▸ **WHAT THE EXERCISE ASKS**
Copy out the stretch of the listing below from the line that contains "trace photographer holding" through the end of the listing, character for character.

▸ **SUPPLIED DATA**

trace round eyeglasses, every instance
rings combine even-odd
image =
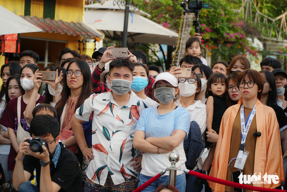
[[[245,86],[245,84],[247,84],[247,86],[249,88],[252,88],[254,86],[255,84],[257,84],[257,83],[255,82],[254,81],[248,81],[248,82],[244,82],[243,81],[239,81],[237,83],[237,85],[240,88],[243,88]]]
[[[228,92],[231,92],[233,91],[233,89],[235,89],[235,90],[236,91],[239,91],[239,89],[238,89],[238,86],[237,86],[237,85],[236,85],[235,86],[230,85],[226,88],[226,90]]]
[[[83,73],[83,72],[80,71],[76,71],[75,72],[72,72],[70,71],[66,72],[66,75],[67,76],[72,76],[73,74],[73,73],[75,76],[76,77],[79,77]]]
[[[189,84],[193,84],[195,82],[195,81],[196,81],[197,79],[195,79],[194,78],[179,78],[179,82],[181,83],[183,83],[184,82],[186,81],[186,80],[187,80],[187,82]]]
[[[203,76],[204,76],[204,75],[203,75],[201,73],[199,73],[197,74],[197,75],[199,77],[199,78],[201,79]]]
[[[161,88],[163,87],[164,87],[166,88],[172,88],[172,86],[169,83],[167,83],[163,85],[161,84],[156,84],[154,85],[154,89],[155,89]]]

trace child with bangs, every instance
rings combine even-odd
[[[208,78],[205,97],[208,98],[206,104],[209,132],[219,133],[221,119],[227,108],[225,93],[227,80],[226,76],[221,73],[214,73]],[[216,143],[208,142],[206,139],[205,136],[205,147],[210,147],[210,150],[200,172],[207,175],[213,160]],[[208,185],[206,180],[198,178],[195,181],[199,185]]]

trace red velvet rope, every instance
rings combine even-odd
[[[150,185],[151,184],[155,181],[156,180],[160,177],[160,174],[159,173],[153,177],[151,178],[150,179],[145,183],[144,183],[144,184],[143,184],[142,185],[140,186],[139,187],[138,187],[137,189],[133,191],[133,192],[140,192],[140,191],[142,191],[147,187],[148,186]]]
[[[191,170],[189,170],[188,172],[188,174],[189,174],[193,175],[197,177],[199,177],[202,179],[210,181],[214,183],[233,187],[242,189],[247,189],[248,190],[251,190],[251,191],[262,191],[262,192],[270,192],[271,191],[272,192],[286,192],[286,191],[287,191],[286,190],[273,189],[259,187],[254,187],[254,186],[248,185],[244,184],[240,184],[237,183],[235,183],[231,182],[231,181],[227,181],[223,180],[223,179],[219,179],[216,177],[212,177],[209,175],[206,175],[205,174],[200,173]]]

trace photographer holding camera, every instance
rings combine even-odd
[[[73,152],[59,142],[58,121],[49,115],[38,115],[30,125],[33,139],[23,140],[15,159],[15,189],[19,192],[82,191],[79,162]],[[36,186],[28,182],[33,177],[34,170]]]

▸ **OUTPUT FOR THIS TASK**
trace photographer holding camera, every instance
rings combine even-odd
[[[73,152],[59,142],[58,121],[49,115],[38,115],[30,125],[33,139],[23,140],[15,159],[15,189],[19,192],[82,191],[79,162]],[[36,186],[28,182],[33,177],[34,170]]]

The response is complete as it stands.